» Excerpt
* * * * * * *
Logstash Out of memory

Has anyone experience this when trying to run logstash with the jdbc input plugin

../bin/logstash -f logstash.conf
Logstash startup completed
Error: Your application used more memory than the safety cap of 500M.
Specify -J-Xmx####m to increase it (#### = cap size in MB).
Specify -w for full OutOfMemoryError stack trace

What is going on?

I am getting this with XML plugin. And my XMLs are very large at times. Like in few MBs. ( 10-20M or more).

I was not able to reproduce this using sqlite3 jdbc input and output to file. In my test, the size of the database was over 1GB, and during the test i did not observe any memory leak. Perhaps something else is going on with the JDBC driver, or the output.

@michaellizhou Would you provide some more details about your configuration?

Thanks,

Jay

@asatsi I would like to reproduce this. Are you able to provide a sample of your XMLs and your logstash configuration? If so , please provide via gist.

Thanks,

Jay

@asatsi odd I do not think that 10-20 M should do this, I am running 1000's of files an hour that are each about 10mb each. Please share your use case.

@PhaedrusTheGreek the data set is not that large anywhere between 50-100 mb. I think its more of logstash issue rather then jdbc issue because its just a stream otherwise its an ordinary input config :

jdbc {
    jdbc_driver_library => "ojdbc7.jar"
    jdbc_driver_class => "Java::oracle.jdbc.driver.OracleDriver"
    jdbc_connection_string => "jdbc:oracle:thin:@//"
    jdbc_user => ""
* * * * * * *
» Task 1
Can you copy out, word for word, the part of the Logstash memory thread from "Specify -w for" up to and including "10-20M or more)."?
» Task 2
How would you put this sentence from the Logstash memory thread into Spanish: "In my test, the size of the database was over 1GB, and during the test i did not observe any memory leak."
» Task 3
Will you continue the Logstash memory thread, picking up right after its last line?

» Items
* * * * * * *
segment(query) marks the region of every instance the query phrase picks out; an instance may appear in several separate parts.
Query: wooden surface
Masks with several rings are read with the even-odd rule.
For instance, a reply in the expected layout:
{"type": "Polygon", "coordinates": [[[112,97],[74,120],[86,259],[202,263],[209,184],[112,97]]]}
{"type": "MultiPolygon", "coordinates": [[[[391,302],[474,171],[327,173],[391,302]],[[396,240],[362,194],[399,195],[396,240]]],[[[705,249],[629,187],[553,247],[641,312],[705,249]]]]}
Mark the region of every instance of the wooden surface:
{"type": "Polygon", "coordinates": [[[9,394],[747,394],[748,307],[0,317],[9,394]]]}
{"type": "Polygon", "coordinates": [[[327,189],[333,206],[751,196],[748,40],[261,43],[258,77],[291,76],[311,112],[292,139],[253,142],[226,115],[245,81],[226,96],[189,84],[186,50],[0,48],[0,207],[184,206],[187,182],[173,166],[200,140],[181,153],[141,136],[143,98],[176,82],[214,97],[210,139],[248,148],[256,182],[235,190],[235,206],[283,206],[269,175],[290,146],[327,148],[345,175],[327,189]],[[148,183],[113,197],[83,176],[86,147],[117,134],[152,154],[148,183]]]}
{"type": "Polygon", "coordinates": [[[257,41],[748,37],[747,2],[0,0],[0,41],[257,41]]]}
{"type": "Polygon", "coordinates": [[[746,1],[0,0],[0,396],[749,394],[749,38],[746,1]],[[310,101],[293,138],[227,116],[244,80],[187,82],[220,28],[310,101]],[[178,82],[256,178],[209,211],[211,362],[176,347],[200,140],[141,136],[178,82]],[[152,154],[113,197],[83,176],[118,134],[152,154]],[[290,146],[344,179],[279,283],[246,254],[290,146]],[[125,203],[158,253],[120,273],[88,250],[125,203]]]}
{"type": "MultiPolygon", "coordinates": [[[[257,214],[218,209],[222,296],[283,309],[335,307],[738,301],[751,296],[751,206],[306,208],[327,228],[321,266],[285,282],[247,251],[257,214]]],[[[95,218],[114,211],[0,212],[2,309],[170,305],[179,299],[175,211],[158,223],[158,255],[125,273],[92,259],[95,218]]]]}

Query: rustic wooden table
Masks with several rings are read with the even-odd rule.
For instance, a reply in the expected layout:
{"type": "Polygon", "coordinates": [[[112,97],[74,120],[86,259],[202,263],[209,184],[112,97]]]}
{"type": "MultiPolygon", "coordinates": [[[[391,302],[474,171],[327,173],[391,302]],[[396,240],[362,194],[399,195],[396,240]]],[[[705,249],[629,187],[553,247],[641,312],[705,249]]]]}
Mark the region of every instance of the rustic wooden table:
* * * * * * *
» Reply 1
Specify -w for full OutOfMemoryError stack trace

What is going on?

I am getting this with XML plugin. And my XMLs are very large at times. Like in few MBs. ( 10-20M or more).

» Reply 2
En mi prueba, el tamaño de la base de datos superaba 1GB, y durante la prueba no observé ninguna fuga de memoria.

» Reply 3
    jdbc_password => ""
    statement => "SELECT to_char(creation_time,'YYYY-MM-DD HH24:MI:SSxFF3') as creation_time from log where to_char(creation_time,'YYYY-MM-DD HH24:MI:SSxFF3') > to_char(:sql_last_start,'YYYY-MM-DD HH24:MI:SSxFF3')"
    record_last_run => true
    schedule => "* * * * *"
    last_run_metadata_path => "log_sincedb"

Hi,

Thanks for the reply @PhaedrusTheGreek

The gist is available here: https://gist.github.com/asatsi/330e5c23830752d53bee

This is the stacktrace I am getting with LS 1.5.3:
.........\n Sony\n</ns0:LogRequest>", :exception=>#<REXML::ParseException: #<REXML::ParseException: java.lang.OutOfMemoryError: Java heap space
org.joni.StackMachine.ensure1(StackMachine.java:98)
org.joni.StackMachine.push(StackMachine.java:162)
org.joni.StackMachine.pushAlt(StackMachine.java:200)
org.joni.ByteCodeMachine.opPush(ByteCodeMachine.java:1517)
org.joni.ByteCodeMachine.matchAt(ByteCodeMachine.java:272)
org.joni.Matcher.matchCheck(Matcher.java:304)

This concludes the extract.